| Given exercise 1 |
In the passage about the mission and its aftermath, why did the narrator lash out at the parents? Answer in one to three sentences.
╭─ Text passage
In the mission field, bad news from home is an open sore to a young man’s
spirit. This pain was my personal wound. It was as though Elder McConkie’s
remarks were directed at me, and every aspersion cast on my father afterwards
seemed to have been cast at me.
My earlier ambivalence toward my father’s spiritual flamboyance collapsed
into blood loyalty. After the second phone call to my father, I avoided turning
my missionary flipchart to the photo of the twelve apostles during discussions.
I didn’t want to broker an image of Bruce McConkie. "Elder," intoned
my mission president as I wept during an interview, hoping for comfort, "no
offense, but if your father was disciplined by one of the Brethren, he probably
needed disciplining."
In central Maine, a tearful Relief Society president in a tiny branch, not
knowing of my connection to the incident, told me that her niece, who was
struggling anyway with her new testimony at BYU, had left the Church as a direct
result of the insensitive attack. Letters from home continued to come, but they
talked mostly about family news. I could tell that my family was spiraling into
an agonizing hell. I felt betrayed by the very organization, and particularly by
the very men, I sought to represent. It was a real struggle to carry on as a
missionary. How, I asked again and again, could something I had a testimony of
hurt me this much?
Despite my anguish, I finished my mission and was released honorably. But
when I went home, my faith thinned until it seemed nonexistent. Cynicism swelled
unanswerably inside me. No one could tell me that I didn’t have a good reason
to question the Church because no one seemed to understand McConkie’s
position, which seemed to contradict the direction of so many other Church
doctrines. No one had an explanation, and no one was willing to publicly
speculate.
There seemed to be nowhere to go with my anger at the Church hierarchy, so I
lashed out at my parents, at their docility, their submissiveness. Outwardly,
they remained loyal to the Church even though I knew they were full of anguish
and confusion. Privately, some General Authorities said comforting things to my
father. But I wanted Dad to strike back, to demand a public explanation and/or
an apology.
╰─
╭─ Listed entries
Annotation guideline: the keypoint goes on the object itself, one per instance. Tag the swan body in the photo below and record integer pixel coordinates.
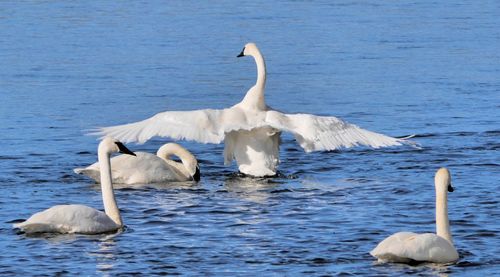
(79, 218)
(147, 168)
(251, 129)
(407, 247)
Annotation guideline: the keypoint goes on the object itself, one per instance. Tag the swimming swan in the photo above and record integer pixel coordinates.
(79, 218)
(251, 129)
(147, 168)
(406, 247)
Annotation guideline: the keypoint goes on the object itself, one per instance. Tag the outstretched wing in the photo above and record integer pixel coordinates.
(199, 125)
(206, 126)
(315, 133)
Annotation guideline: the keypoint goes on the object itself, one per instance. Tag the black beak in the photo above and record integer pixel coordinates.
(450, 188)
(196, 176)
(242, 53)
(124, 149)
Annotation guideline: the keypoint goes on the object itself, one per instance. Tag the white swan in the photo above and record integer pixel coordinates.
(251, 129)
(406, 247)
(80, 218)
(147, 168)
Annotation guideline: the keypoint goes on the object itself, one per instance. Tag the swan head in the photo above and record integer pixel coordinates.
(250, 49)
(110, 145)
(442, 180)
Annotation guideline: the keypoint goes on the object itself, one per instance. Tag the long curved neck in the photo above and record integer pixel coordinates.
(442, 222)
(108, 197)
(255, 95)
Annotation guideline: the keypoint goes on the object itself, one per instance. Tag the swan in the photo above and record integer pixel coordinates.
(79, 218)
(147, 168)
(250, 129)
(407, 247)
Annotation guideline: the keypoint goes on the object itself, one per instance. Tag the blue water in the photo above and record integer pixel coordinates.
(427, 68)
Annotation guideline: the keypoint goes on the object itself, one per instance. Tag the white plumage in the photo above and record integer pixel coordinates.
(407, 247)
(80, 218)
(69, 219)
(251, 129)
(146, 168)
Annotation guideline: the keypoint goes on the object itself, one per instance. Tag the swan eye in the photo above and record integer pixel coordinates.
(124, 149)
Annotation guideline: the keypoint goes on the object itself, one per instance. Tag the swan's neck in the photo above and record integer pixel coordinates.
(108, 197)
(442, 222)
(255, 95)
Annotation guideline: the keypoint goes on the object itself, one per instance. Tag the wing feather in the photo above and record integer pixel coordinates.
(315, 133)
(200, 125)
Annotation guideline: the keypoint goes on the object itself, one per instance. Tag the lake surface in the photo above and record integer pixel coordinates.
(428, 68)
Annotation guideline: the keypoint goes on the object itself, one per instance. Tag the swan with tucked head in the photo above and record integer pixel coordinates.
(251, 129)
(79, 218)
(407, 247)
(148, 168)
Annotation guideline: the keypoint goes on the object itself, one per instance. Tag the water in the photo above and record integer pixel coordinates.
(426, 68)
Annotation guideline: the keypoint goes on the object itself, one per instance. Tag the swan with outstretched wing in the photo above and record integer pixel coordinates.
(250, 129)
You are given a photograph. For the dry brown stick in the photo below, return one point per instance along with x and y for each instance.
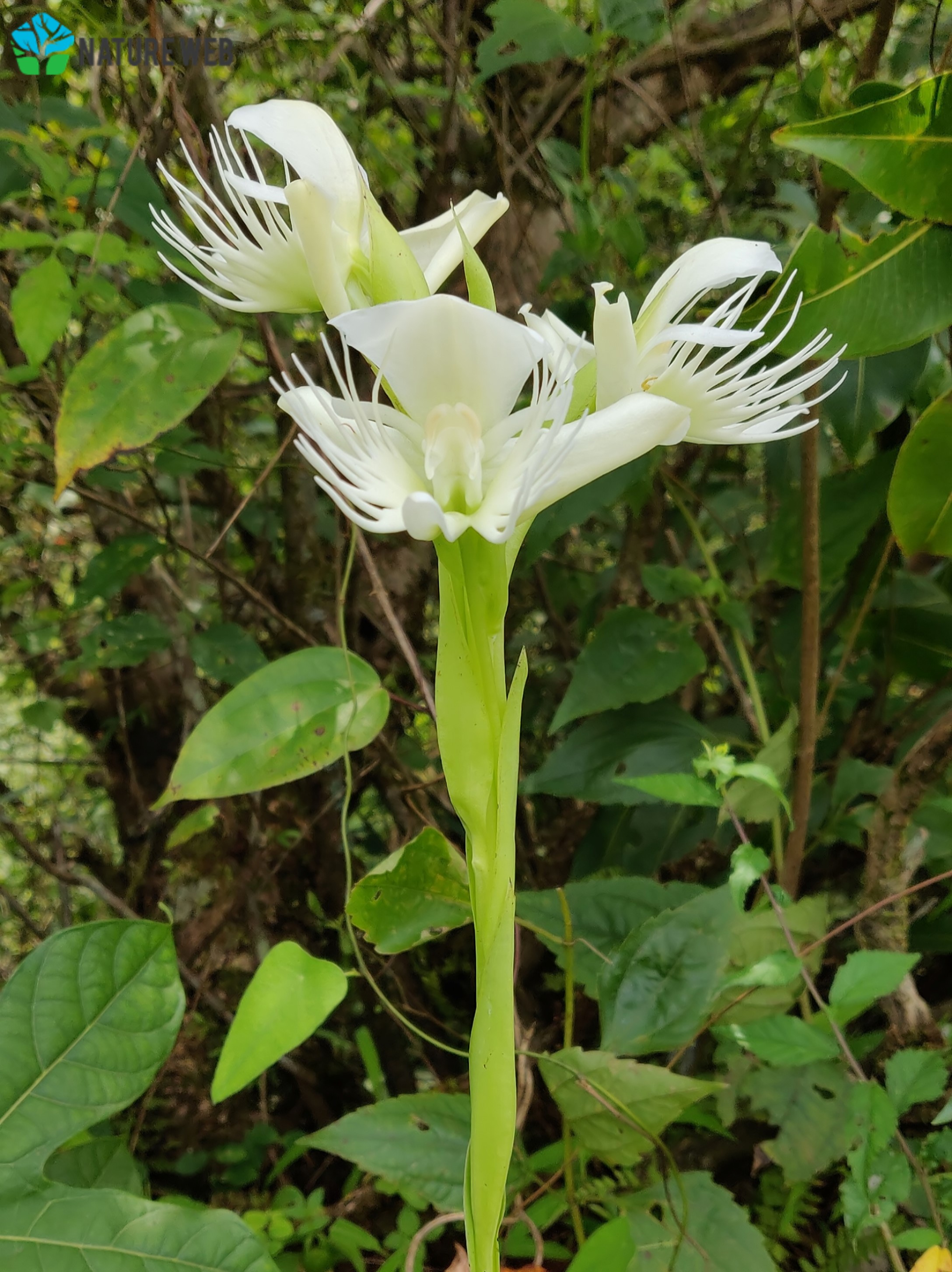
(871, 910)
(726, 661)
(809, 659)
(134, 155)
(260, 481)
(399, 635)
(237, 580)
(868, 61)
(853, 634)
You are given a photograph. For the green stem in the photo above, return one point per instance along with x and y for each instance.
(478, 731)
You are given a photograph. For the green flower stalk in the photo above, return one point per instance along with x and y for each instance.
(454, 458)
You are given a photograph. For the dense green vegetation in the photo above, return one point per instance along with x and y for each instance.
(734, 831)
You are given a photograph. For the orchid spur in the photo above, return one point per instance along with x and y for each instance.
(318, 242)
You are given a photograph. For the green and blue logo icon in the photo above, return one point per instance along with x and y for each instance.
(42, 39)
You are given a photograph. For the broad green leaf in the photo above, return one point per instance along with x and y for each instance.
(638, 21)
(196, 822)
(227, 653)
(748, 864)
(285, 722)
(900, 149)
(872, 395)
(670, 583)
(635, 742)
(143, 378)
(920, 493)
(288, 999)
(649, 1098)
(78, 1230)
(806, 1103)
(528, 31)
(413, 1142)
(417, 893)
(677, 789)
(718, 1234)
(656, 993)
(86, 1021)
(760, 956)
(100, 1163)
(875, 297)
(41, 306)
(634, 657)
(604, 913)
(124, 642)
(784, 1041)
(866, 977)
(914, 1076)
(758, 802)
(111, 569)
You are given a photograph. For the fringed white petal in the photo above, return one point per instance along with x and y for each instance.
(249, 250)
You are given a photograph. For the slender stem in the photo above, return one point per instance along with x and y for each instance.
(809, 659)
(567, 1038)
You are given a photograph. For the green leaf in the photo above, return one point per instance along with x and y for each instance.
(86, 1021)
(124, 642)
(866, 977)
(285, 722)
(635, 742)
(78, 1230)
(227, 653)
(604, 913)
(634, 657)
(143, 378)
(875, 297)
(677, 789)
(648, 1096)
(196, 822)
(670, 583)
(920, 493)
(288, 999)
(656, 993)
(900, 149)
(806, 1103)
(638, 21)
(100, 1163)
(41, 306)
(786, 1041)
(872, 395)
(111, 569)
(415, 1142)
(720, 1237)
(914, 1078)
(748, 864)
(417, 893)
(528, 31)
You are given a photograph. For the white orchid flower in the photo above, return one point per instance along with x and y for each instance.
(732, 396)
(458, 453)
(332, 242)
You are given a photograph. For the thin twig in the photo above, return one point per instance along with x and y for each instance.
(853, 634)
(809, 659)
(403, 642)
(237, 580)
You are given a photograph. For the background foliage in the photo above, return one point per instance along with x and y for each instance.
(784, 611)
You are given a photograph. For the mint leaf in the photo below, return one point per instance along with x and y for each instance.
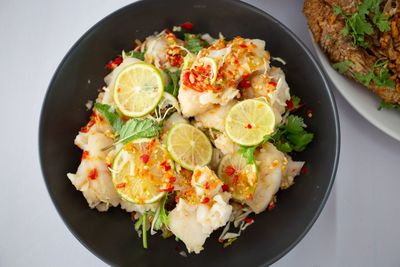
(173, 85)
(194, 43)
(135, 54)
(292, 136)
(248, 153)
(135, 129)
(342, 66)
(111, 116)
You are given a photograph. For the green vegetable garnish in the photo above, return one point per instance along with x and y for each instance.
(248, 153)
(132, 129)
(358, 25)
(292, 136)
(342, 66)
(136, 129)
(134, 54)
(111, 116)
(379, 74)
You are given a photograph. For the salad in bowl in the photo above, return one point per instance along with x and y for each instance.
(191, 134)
╰─
| Given exercise 2 |
Reproduce the entries word for word, everything from the line containing "You are given a photograph. For the green leaf" down to the line containing "(720, 1237)", with both of those lines included.

| Problem solution 1 |
There seemed to be nowhere to go with the narrator's anger at the Church hierarchy. So the narrator lashed out at the parents instead, at their docility and their submissiveness.

| Problem solution 2 |
You are given a photograph. For the green leaf in the photo above, return one point per instance along with x and y for each instance.
(86, 1021)
(124, 642)
(866, 977)
(285, 722)
(635, 742)
(78, 1230)
(227, 653)
(604, 913)
(634, 657)
(143, 378)
(875, 297)
(677, 789)
(648, 1096)
(196, 822)
(670, 583)
(920, 493)
(288, 999)
(656, 993)
(900, 149)
(806, 1103)
(638, 21)
(100, 1163)
(41, 306)
(786, 1041)
(872, 395)
(111, 569)
(415, 1142)
(720, 1237)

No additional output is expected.